What made you want to write a Hellboy story?
I am a huge fan of Hellboy. He’s always been one of my favorites and really, Mike’ s stuff is just amazing.

For your contribution, you chose to write a story featuring Roger, the homunculus. Why?
Roger fascinates me. What an amazing concept! As soon as Chris asked me if I would be interested, I thought of Roger. Here’s this poor bastard of a character who has been locked away for hundreds of years, who should have no humanity whatsoever after all he’s endured, and after “borrowing” Liz’s power, he awakens as one of the most unusually human characters. So the idea of having him in conflict with another being that has suffered a similar fate fascinated me. I wanted to examine the differences between them more than the similarities. On a side note: I’ve heard rumors that Roger was going to be the next movie and then wasn’t going to be in there and all I can say is “Poop.” I really would love to see what Mr. Del Toro could do with him.

You write a great fight sequence between Roger and the golem.
Thank you!

For those writers out there, what are some tips to writing fight scenes?
I think the biggest mistake anyone can make is trying to get too detailed in a fight sequence. “Paint in broad strokes.” Short stories should have a certain visual element, but they aren’t comics and you can’t really get mired in the finer details without bogging down the story’s pace. Having said that, the writer should know exactly what everything looks like and where everything is situated. Just as with sequential art, there should be a certain amount of flow.

You also do some writing for the gaming industry. What do you like about writing for games, and what makes it unique to writing a standard narrative?
RPG and Game writing is a double-edged sword. I loved doing it and I still do it from time to time, but it can be very time consuming. The money is normally nice, but with a lot of what I did for White Wolf Games I had to do some serious research on different locations, mythologies and times. More importantly, RPG writing is often a lot more challenging because you have to write not just one story, but one story with numerous variables. In a novel or graphic novel, you have a simple progression from Point A to point B to Point C, etc. In RPGs if you are writing an adventure you have to be able to figure out as many variables as possible, because the characters involved in the game not only can but I can almost guarantee WILL do exactly what they should not do to make the story move faster and smoothly. You can go from Point A to Point H and then backtrack to Point C before traipsing merrily off to Point N. It’s a wonderful experience for examining worst case scenarios and being able to keep a realistic perspective.

What advice would you give to writers who want to start writing RPG games?
The exact same advice I give to anyone who wants to write: Read a lot and write every day. There are a few addition bits, however. KNOW THE MARKET. If you want to write for WIZARDS OF THE COAST, you’d best have a good idea of what they are already doing and be familiar with the styles they like to see used. Most companies have a bible for their writers and they don;t mind sharing. Request one and study it along with the product they have delivered.

What projects are you currently involved with?
It’s been a very busy year. I am ghost writing four young adult books, and aside from that I have just finished the manuscript for BLOOD RED, a novel coming out from Earthling Publications. I am putting together a short story collection as well. I have six novels coming out this year and now I have to try to scrounge together a few more novel deals in order to get a few set up for next year. I just did a substantial revamping of SERENITY FALLS, which is coming out as a trilogy from Jove books, and I have RABID GROWTH hitting the shelves right now. I’m co-editing an anthology of original fiction and I am co-writing a chapbook with Christopher Golden, but we can’t talk about that one too much as yet. I think it will be amazing.

• [Input rows]
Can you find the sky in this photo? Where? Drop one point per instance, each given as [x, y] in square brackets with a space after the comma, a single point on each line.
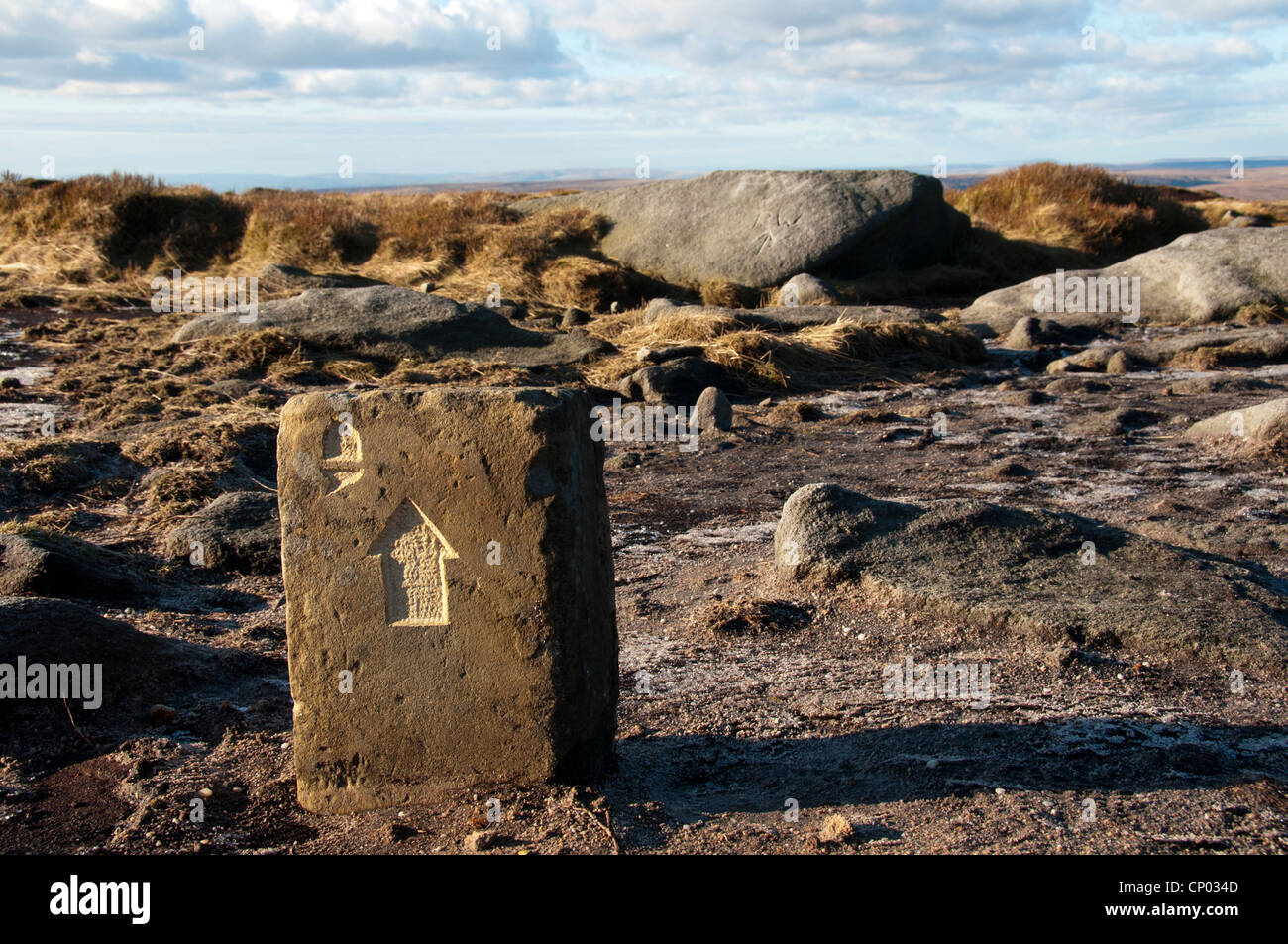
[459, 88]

==

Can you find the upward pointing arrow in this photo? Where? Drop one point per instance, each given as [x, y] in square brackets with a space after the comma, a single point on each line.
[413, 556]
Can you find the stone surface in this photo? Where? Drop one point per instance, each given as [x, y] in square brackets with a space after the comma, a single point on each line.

• [Short exercise 1]
Which companies are named in the Hellboy interview?
• [Short exercise 2]
In the entries, swap "photo" for "image" in everything from the line containing "Can you find the upward" down to the line containing "Can you find the stone", and return only those lines.

• [Task result 1]
White Wolf Games
WIZARDS OF THE COAST
Earthling Publications
Jove books

• [Task result 2]
Can you find the upward pointing arrow in this image? Where? Drop one point per instance, each given as [x, y] in square brackets with a space after the comma, a single point on each line.
[413, 556]
Can you find the stone surface in this image? Where? Drop one point per instance, each given as [x, y] in square brackets with a space after the comma, a single point on each line.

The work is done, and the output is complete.